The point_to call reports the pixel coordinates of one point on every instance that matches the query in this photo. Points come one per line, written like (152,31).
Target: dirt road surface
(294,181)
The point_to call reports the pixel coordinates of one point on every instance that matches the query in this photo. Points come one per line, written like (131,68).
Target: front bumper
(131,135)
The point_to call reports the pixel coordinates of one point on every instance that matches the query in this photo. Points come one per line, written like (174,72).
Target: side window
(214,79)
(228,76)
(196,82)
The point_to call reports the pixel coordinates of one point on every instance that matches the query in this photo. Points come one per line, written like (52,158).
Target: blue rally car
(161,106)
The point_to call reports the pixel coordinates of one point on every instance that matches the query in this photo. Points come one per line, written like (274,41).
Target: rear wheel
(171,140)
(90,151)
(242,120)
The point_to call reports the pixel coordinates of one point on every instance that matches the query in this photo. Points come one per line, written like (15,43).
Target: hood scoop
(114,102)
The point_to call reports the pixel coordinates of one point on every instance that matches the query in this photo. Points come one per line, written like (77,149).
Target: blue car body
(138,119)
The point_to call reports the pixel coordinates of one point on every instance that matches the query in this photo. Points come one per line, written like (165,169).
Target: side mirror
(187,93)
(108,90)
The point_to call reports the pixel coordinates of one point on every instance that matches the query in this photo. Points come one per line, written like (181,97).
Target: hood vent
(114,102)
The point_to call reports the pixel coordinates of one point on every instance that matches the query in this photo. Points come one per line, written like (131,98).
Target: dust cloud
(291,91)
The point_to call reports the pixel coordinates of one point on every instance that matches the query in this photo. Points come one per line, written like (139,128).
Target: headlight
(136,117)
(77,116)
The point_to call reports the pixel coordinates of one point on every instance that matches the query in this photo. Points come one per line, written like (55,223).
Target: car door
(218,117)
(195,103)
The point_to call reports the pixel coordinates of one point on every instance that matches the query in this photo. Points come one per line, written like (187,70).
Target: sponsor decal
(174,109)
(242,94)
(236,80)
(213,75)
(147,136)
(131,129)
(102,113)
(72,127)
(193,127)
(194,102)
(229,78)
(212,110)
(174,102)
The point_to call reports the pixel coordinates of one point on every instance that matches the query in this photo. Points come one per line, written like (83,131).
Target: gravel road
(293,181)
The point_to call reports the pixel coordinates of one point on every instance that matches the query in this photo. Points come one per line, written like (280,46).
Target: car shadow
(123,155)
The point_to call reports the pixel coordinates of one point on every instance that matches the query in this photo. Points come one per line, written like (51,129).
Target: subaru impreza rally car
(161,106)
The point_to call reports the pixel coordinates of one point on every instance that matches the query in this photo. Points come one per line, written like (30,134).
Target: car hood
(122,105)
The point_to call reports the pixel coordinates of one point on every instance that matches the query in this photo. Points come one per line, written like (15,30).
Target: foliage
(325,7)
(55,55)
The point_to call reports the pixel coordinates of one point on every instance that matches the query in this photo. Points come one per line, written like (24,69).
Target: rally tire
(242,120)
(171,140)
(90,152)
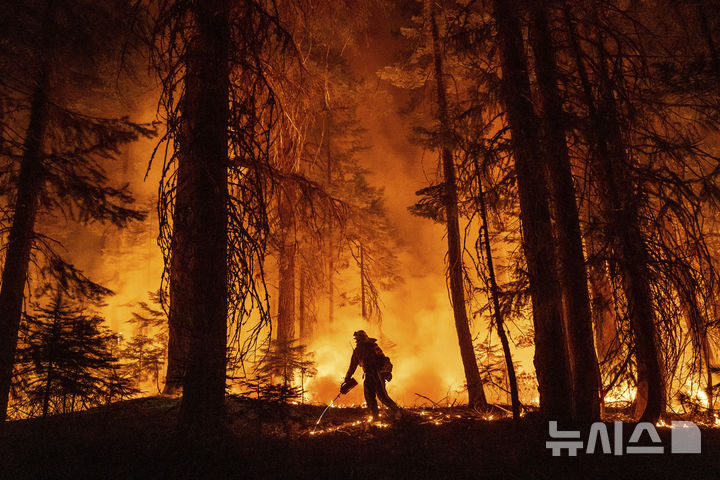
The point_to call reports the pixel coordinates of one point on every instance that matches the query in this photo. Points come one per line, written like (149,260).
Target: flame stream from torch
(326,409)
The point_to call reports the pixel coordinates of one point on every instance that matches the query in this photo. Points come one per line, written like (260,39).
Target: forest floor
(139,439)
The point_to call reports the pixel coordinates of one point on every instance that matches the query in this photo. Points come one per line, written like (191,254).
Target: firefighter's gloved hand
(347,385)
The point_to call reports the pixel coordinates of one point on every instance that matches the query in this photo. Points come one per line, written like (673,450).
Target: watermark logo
--
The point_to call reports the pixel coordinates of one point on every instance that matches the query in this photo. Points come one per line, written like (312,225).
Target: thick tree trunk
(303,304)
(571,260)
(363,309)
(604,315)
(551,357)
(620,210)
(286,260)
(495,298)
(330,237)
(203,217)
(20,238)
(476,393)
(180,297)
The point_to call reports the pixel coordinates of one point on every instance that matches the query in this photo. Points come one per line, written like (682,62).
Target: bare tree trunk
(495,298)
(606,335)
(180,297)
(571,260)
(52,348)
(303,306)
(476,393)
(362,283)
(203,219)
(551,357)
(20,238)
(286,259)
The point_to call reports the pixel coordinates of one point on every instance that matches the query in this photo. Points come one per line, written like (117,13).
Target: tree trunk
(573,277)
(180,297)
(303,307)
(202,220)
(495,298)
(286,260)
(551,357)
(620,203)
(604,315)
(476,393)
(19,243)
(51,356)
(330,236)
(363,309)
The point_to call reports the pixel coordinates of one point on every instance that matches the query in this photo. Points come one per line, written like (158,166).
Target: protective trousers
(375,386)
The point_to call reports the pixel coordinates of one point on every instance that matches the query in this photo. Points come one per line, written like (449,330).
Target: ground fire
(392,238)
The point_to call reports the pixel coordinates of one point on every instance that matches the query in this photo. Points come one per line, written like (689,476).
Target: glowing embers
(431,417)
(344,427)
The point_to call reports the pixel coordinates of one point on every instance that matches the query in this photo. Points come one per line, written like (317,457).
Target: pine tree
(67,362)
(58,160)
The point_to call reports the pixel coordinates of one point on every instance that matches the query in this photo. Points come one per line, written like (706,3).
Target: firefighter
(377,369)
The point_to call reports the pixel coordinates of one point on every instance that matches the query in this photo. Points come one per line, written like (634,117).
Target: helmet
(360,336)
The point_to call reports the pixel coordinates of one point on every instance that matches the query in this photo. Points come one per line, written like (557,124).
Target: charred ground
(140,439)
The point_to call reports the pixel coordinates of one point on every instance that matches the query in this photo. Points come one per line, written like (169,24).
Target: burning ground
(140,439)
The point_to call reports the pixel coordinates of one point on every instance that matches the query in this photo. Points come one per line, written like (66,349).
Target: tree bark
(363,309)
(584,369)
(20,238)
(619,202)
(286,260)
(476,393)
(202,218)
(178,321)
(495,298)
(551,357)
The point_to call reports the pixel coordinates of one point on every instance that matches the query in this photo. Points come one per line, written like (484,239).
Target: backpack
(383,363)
==
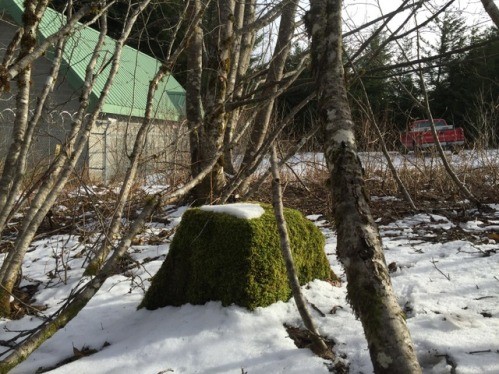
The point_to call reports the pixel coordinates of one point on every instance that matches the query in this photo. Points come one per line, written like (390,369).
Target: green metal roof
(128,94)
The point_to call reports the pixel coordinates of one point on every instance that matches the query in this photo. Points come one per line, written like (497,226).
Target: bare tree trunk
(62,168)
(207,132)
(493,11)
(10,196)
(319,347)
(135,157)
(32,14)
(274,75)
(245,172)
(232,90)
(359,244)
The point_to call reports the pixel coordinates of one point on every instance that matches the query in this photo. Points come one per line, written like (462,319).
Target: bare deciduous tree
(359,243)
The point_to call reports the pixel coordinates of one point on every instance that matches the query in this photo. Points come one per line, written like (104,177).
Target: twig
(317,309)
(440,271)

TASK DIRECTIONS
Please return the lines above that run from the line containing "Target: forest floor" to the line containing "Target: watermark logo", inclusive, exactly and with no other lines.

WRITTEN ANSWER
Target: forest floor
(139,439)
The point_to call reports the pixel coordinates of one point on every instance that matches the query in this photo. Points come one per line, written like (191,254).
Target: firefighter's gloved hand
(347,385)
The point_to call reports the pixel coordinates of one point on every instance that matches the query in this photo. Points come one per line, written like (673,450).
Target: watermark logo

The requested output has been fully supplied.